# To do
• A. Write out the Dil Bechara review word for word from "Rishta raha bas" to "more stimulating swansong.".
• B. According to the Dil Bechara review, which movie had the writer already seen that caused initial hesitation about watching Dil Bechara?
• C. Extend the Dil Bechara review by writing what comes after its final sentence.

# Exercise passage

Dil Bechara

Tum na huye mere to kya

Main tumhara, main tumhara, main tumhara raha

Mere chanda main tumhara sitaara raha

Rishta raha bas ret ka

Ae samundar main tumhara kinara raha

Main tumhara, main tumhara, tumhara raha

Dil Bechara. An amazing movie which makes one feel gifted, and grateful towards life (even in this pandemic). I have watched “The fault in our stars” and that’s the reason I was initially hesitant to watch the movie. I never repeat movies and I ended up watching this movie twice. First time I was just awestruck watching Sushant do his magic, and the second time for this review. Watching him reminded me of the good old romantic SRK movies. As the film unfolds, two things bubble to the surface instantly – and poignantly. One is the realisation of the sheer enormity of the loss of SSR. The other is the gnawing feeling that the lead actor, who notched up several fine performances in a tragically brief career, perhaps deserved a more stimulating swansong.

Emanuel Rajkumar junior (Manny) – A joyful, romantic, sanguine guy, who doesn’t want to give up on love and life. The conversation between him and Kizie’s father, where Manny talks about his life after the leg-amputation surgery: how it rendered him incomplete and dissatisfied, how it took away his body and soul – and why we should care for silliness, that scene is vintage Rajput, where he isn’t hero-like but ordinary, unpeeling his layers with every line of dialogue, revealing his insecurity with palpable difficulty. Many people are unable to achieve their goals as circumstances take that chance away from them, but we are the few lucky ones who get many shots to keep trying. Hence, we should realize that failure can only give us sorrow, but it can never seize our opportunities. Others might have the opinion that we are being silly in following our ambition and might not trust us. However, in his last letter Manny conveys that even though we can’t decide the time of our birth and death, the way we want to lead our life is in our hands.

# The data
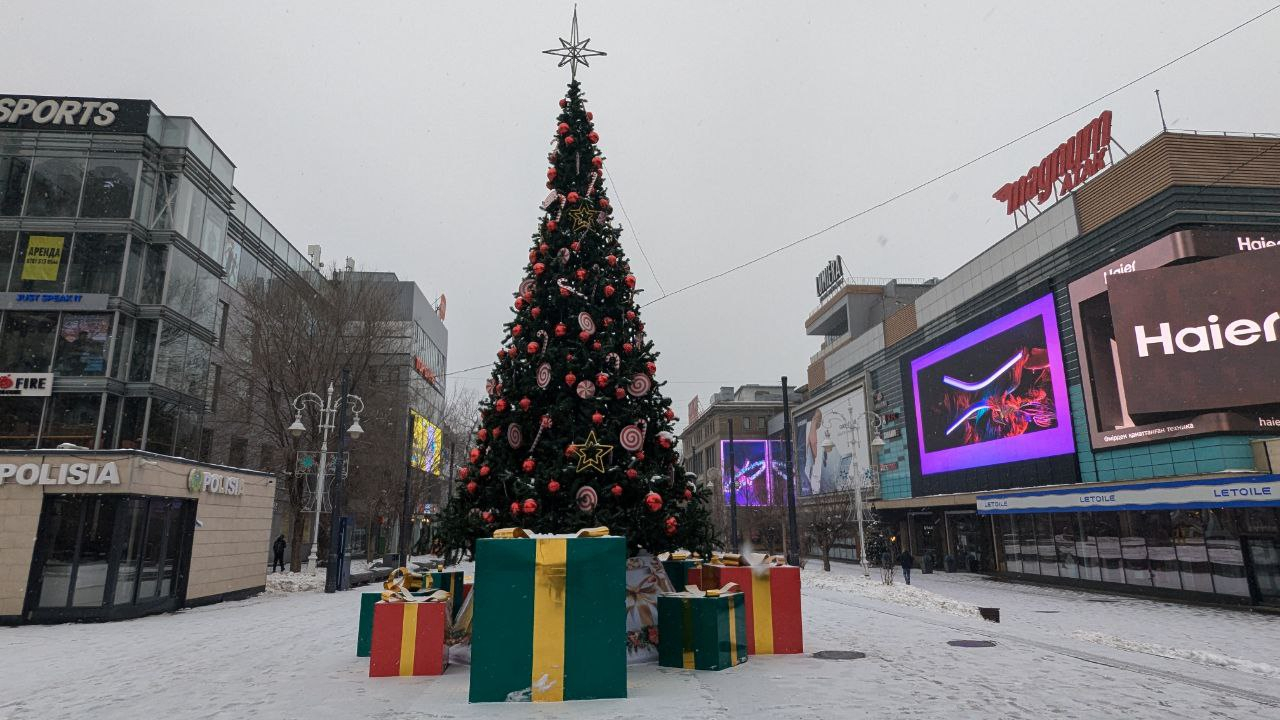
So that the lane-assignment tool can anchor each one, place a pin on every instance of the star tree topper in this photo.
(593, 454)
(574, 51)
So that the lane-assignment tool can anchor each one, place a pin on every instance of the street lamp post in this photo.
(851, 424)
(328, 408)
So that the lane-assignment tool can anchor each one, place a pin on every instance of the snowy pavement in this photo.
(1057, 654)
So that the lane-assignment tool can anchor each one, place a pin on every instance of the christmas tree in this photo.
(575, 431)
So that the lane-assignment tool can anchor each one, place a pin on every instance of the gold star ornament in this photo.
(592, 455)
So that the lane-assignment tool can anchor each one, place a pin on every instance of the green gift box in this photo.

# Expected outputs
• A.
Rishta raha bas ret ka

Ae samundar main tumhara kinara raha

Main tumhara, main tumhara, tumhara raha

Dil Bechara. An amazing movie which makes one feel gifted, and grateful towards life (even in this pandemic). I have watched “The fault in our stars” and that’s the reason I was initially hesitant to watch the movie. I never repeat movies and I ended up watching this movie twice. First time I was just awestruck watching Sushant do his magic, and the second time for this review. Watching him reminded me of the good old romantic SRK movies. As the film unfolds, two things bubble to the surface instantly – and poignantly. One is the realisation of the sheer enormity of the loss of SSR. The other is the gnawing feeling that the lead actor, who notched up several fine performances in a tragically brief career, perhaps deserved a more stimulating swansong.

• B. "The fault in our stars"

• C.
JP – An amazing fun-loving person, who’s about to lose his eyesight to cancer, and wants to fulfil his dreams before that happens. Taking life step by step, having ambitions and fulfilling them while you can, is what he taught us. There’s not even a slight change in his optimism towards life after losing his eyesight.

Kizie – meaning the one that always stays. Her voice is funny, lively, playful, squashing any possibility of maudlin self-pity or abrasive resentment. She tells in the beginning, life is not as easy as the story of ‘Ek Tha Raja, Ek Thi Rani, Dono Mar Gaye, Khatam Kahaani’. She likes to share other people’s sorrows and loneliness by hugging them and that’s how she alleviates hers as well. How she craves to be a normal girl with a normal life makes us think how fortunate we are to be living this so called “mundane” life. She believes that to become a hero, one doesn’t need to be popular. Isn’t it true! And as she says, nothing is forever (emphasizing the ephemeral nature of life), then why not enjoy every sad and happy moment our life is filled with.

Planning his own funeral, Manny proved that there is nothing to be scared of and one should accept everything that life throws at them with no regrets. Kizie and Manny have shown us that whatever happens, life is OK (seri). It’s hard to not think of Sushant and realise how he had many similarities with the character he played. The movie ending was intense and emotional and got me feeling just one thing – Wish I could see him once more with that cute smile on his face saying, “Seri”.